Problem to solve:
Reproduce the following entries line for line, leaving every character unchanged.

Collected data entries:
========================================

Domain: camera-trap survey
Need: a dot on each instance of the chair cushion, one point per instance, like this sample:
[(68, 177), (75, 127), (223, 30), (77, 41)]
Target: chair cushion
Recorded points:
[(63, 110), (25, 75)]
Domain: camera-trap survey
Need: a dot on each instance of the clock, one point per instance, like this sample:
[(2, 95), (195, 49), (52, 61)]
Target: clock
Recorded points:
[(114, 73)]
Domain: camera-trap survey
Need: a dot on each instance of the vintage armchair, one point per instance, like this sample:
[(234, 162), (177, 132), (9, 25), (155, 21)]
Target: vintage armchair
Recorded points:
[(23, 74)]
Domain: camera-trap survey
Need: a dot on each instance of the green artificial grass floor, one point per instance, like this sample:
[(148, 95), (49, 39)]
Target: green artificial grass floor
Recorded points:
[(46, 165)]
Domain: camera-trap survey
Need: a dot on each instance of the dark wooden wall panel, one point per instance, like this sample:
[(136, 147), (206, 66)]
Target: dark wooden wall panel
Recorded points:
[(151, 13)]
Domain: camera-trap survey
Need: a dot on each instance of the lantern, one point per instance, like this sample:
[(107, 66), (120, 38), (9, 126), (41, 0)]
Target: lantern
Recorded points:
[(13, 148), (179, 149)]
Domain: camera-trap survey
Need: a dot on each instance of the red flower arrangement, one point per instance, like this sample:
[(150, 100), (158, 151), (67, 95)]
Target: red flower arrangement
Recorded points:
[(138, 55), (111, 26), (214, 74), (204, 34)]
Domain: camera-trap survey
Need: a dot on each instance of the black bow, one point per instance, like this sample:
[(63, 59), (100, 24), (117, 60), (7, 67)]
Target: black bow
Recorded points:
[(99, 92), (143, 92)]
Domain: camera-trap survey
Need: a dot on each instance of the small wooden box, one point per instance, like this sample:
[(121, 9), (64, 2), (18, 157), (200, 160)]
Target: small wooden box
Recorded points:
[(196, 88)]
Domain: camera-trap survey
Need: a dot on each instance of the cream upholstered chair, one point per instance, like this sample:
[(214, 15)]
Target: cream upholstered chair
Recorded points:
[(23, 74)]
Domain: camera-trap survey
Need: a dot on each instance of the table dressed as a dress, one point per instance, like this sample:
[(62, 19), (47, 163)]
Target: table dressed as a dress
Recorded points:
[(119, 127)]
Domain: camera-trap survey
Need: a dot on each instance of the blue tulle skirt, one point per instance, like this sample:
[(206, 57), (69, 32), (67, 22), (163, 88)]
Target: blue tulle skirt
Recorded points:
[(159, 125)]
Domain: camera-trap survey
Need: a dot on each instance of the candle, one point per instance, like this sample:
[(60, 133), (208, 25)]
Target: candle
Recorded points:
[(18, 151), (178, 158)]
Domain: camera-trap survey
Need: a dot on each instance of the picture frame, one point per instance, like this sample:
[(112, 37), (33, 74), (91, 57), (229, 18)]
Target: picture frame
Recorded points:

========================================

Expected output:
Domain: camera-trap survey
Need: a dot on each instance of the chair cushion, one point per instance, like this sample:
[(68, 177), (75, 127), (223, 30), (77, 41)]
Target: chair cushion
Recorded points:
[(63, 110), (25, 75)]
Domain: camera-trap survey
Need: a dot on each instance of the clock, one point per instance, like this sample:
[(2, 95), (195, 49), (52, 61)]
Target: clock
Recorded points:
[(114, 73)]
Domain: camera-trap survey
Need: a dot on each instance of the vintage armchair, one point per instance, like this sample:
[(234, 162), (177, 132), (9, 25), (155, 21)]
Target: vintage armchair
Recorded points:
[(23, 74)]
Domain: camera-trap survey
Need: a dot on each instance of the green artificial grass floor, one point per instance, like this sample:
[(148, 95), (49, 39)]
Target: green artificial grass floor
Recorded points:
[(46, 165)]
Domain: camera-trap survey
Need: a dot on each instance of the dark wooden wall panel, one point per instance, like this sample:
[(136, 147), (206, 66)]
Target: dark wooden wall panel
Recorded points:
[(151, 13)]
Domain: camera-trap survey
Need: a dot on each instance of the lantern, one point per instance, like this sample:
[(107, 66), (120, 38), (9, 126), (41, 0)]
Target: lantern
Recorded points:
[(13, 148), (179, 149)]
Domain: camera-trap survey
Need: a dot on each instance of the red flower arrangement, one point per instance, like this sample:
[(150, 100), (158, 151), (67, 95)]
Target: red flower arrangement
Recorded points:
[(138, 55), (111, 26), (214, 74), (204, 34)]
Domain: camera-trap survey
Need: a dot on each instance of the black bow, one point per instance, like this sample:
[(63, 59), (100, 24), (117, 60), (7, 67)]
Target: black bow
Recorded points:
[(99, 92), (143, 92)]
Domain: camera-trap survey
Need: a dot on each instance of the small wooden box, one point per instance, like this sample:
[(121, 9), (64, 2), (18, 157), (200, 160)]
Target: small wooden box
Recorded points:
[(196, 88)]
Domain: camera-trap survey
Need: a dot on each instance of the cream upholstered chair, one point per instance, like this sample:
[(214, 15)]
Target: cream upholstered chair
Recorded points:
[(23, 74)]
Domain: camera-trap survey
Need: a dot on each instance of the table dressed as a dress, one point per instance, like this sample:
[(62, 19), (47, 163)]
Target: table dressed as a dress
Recorded points:
[(119, 127)]
Domain: camera-trap survey
Need: a dot on each instance of the blue tulle skirt, one point per instance, like this sample:
[(206, 57), (69, 32), (67, 22), (163, 88)]
Target: blue tulle skirt
Recorded points:
[(159, 125)]
Domain: camera-trap survey
Need: a dot on each instance of the candle, one point per instance, like this sample:
[(60, 133), (208, 25)]
Target: candle
Recorded points:
[(18, 151), (178, 158)]
Domain: camera-trap survey
Need: a dot on each instance of the picture frame, one point per instance, like this sample:
[(112, 37), (33, 74), (91, 57), (229, 18)]
Target: picture frame
Recorded points:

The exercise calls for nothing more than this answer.